Point placement records:

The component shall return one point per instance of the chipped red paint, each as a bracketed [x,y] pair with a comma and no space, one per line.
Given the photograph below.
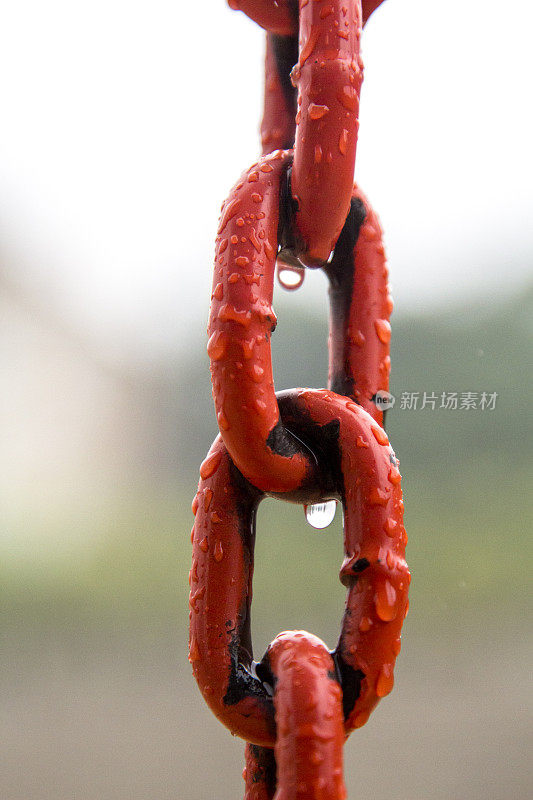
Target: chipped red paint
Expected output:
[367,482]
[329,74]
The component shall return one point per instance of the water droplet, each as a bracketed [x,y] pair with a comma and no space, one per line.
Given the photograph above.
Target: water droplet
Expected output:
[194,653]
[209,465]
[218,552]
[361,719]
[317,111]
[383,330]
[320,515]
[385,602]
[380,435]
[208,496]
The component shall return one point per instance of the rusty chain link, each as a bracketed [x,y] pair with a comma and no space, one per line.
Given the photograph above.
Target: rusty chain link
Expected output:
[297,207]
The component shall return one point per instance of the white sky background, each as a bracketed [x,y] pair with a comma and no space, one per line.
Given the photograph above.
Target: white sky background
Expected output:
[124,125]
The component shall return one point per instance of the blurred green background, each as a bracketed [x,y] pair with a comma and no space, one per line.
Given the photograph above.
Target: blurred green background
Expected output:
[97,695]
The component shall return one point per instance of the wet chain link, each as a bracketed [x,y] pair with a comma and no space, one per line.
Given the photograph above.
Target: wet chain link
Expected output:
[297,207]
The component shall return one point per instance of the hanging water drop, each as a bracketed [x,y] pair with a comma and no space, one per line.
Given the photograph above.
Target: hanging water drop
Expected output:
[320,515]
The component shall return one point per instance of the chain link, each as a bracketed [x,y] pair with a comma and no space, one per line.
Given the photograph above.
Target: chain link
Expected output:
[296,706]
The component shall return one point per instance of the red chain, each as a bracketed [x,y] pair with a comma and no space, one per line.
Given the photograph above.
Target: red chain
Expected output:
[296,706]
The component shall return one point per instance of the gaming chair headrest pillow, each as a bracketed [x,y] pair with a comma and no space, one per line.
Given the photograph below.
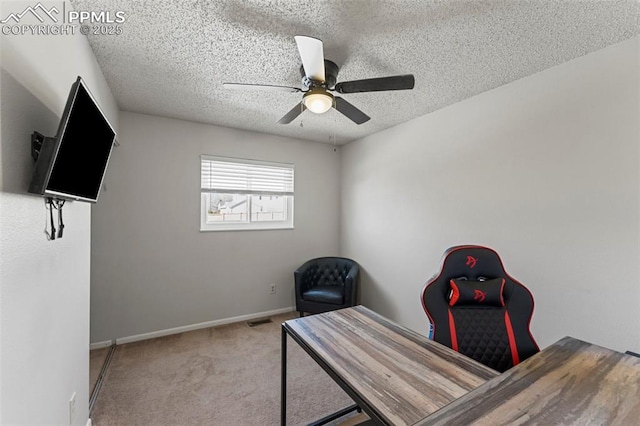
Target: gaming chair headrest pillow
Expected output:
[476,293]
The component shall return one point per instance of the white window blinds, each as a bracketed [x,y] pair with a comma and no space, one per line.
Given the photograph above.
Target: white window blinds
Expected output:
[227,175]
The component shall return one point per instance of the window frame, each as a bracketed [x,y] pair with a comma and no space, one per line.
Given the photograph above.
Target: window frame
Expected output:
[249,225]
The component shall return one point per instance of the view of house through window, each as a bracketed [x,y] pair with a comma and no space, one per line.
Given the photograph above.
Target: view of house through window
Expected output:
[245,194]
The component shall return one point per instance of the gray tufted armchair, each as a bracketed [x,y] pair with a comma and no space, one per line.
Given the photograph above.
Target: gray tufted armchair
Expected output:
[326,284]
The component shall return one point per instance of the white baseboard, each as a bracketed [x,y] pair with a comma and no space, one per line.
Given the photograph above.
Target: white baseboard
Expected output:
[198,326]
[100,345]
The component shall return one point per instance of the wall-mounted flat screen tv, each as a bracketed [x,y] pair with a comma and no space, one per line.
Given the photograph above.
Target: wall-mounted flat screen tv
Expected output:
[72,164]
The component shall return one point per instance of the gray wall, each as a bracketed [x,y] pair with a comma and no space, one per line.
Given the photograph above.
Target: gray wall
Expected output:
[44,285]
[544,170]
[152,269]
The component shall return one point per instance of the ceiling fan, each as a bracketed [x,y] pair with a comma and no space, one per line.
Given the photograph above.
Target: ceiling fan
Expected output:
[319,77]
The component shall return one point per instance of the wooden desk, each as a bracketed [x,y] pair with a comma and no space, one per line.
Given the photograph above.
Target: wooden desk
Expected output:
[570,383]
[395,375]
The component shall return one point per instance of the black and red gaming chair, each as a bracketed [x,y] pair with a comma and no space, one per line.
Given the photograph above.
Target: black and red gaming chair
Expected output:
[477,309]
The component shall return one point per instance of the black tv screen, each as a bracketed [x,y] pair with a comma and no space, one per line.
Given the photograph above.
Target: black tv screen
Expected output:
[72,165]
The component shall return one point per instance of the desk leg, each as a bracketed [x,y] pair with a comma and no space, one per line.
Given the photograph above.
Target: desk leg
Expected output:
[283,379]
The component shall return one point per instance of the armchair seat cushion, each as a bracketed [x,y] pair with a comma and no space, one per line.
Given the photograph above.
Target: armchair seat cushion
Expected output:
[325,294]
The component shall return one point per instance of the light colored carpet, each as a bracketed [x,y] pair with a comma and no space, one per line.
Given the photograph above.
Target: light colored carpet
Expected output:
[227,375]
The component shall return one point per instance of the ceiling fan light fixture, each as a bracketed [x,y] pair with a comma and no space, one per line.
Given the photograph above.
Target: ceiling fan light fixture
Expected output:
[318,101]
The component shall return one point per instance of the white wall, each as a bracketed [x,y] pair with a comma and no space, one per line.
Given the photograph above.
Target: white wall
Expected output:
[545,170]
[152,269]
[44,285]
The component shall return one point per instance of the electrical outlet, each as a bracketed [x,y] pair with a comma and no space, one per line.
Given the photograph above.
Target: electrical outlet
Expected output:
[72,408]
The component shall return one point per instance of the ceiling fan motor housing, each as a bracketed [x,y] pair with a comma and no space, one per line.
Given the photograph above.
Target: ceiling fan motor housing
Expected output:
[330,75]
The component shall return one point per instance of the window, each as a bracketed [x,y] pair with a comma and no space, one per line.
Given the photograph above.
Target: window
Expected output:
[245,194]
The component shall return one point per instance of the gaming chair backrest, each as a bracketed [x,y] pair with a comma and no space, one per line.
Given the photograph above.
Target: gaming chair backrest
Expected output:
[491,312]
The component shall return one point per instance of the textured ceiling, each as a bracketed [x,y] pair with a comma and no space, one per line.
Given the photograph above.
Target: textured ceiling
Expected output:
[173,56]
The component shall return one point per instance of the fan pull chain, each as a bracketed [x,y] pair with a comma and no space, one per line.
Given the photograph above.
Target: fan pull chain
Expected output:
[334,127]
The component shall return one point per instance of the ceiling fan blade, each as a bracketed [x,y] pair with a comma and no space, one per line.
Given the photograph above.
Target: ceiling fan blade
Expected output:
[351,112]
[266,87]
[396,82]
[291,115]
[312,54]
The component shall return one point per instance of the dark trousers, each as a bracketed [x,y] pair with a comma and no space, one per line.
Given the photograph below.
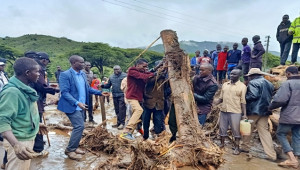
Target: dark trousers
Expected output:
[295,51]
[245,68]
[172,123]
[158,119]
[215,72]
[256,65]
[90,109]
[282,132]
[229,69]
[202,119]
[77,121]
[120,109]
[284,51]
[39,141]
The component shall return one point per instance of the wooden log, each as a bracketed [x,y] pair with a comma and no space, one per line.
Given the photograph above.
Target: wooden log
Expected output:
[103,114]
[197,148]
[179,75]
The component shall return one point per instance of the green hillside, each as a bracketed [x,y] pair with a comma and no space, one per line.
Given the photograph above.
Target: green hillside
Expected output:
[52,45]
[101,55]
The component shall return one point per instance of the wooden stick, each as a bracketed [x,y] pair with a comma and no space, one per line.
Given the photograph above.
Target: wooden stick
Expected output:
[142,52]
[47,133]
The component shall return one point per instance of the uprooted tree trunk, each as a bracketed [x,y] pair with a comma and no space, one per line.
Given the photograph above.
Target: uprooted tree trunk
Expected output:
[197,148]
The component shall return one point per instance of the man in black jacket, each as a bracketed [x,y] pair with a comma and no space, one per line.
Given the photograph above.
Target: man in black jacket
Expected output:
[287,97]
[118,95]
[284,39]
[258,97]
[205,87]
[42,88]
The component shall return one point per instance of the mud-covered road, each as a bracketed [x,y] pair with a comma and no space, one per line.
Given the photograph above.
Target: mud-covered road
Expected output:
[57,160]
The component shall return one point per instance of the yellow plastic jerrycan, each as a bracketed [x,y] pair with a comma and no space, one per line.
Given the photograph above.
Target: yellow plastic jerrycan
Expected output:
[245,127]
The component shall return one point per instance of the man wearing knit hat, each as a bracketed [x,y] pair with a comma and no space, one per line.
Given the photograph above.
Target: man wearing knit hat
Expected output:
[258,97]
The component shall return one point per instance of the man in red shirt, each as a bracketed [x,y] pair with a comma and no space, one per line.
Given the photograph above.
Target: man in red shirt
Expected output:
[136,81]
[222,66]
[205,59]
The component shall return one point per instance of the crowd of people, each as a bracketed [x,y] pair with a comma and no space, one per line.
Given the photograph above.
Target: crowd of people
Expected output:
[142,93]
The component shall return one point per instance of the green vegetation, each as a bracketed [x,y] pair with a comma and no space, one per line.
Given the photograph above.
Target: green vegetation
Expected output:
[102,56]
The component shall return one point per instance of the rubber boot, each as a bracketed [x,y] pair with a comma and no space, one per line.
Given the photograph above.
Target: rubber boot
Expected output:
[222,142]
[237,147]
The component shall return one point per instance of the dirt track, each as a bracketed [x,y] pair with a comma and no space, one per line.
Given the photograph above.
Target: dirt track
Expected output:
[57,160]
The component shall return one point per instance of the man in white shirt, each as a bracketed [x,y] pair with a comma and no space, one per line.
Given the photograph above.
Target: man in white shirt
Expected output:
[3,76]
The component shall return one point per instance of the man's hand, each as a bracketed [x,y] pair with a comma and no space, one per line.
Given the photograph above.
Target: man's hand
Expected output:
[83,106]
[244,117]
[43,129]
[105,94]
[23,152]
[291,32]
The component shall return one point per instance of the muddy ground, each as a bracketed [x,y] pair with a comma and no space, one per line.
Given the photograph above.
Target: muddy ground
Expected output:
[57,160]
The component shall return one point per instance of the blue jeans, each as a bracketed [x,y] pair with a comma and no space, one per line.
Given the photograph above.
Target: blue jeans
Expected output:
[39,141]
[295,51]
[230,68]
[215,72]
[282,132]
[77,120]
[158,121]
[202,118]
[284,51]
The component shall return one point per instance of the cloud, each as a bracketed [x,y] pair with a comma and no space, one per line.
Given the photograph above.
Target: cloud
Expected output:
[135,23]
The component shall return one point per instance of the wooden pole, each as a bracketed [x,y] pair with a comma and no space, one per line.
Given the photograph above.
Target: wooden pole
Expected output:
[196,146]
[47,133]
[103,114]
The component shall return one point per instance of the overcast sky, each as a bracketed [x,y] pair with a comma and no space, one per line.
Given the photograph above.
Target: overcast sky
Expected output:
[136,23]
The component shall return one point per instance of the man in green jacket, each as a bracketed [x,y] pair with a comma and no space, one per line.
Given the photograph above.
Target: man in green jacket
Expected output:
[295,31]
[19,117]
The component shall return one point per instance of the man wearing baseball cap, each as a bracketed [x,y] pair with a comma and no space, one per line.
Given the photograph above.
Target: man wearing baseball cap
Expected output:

Set problem:
Output everything from the line containing "green jacket, each" down to the end of the records as a numbered list, skipping any blank lines.

Response for this exercise:
1. The component shall return one point per instance of the man in green jacket, each as a bracketed [x,y] pair with a comma and no space, one per line.
2. Given the photograph above.
3. Target: man in green jacket
4. Expected output:
5. [295,31]
6. [19,117]
7. The component shall return one point per instance of the man wearing baseball cap, each as a bracketed [x,y] pair with a comma and no space, one per line.
8. Given the photograph above.
9. Target: man wearing baseball cap
10. Expected output:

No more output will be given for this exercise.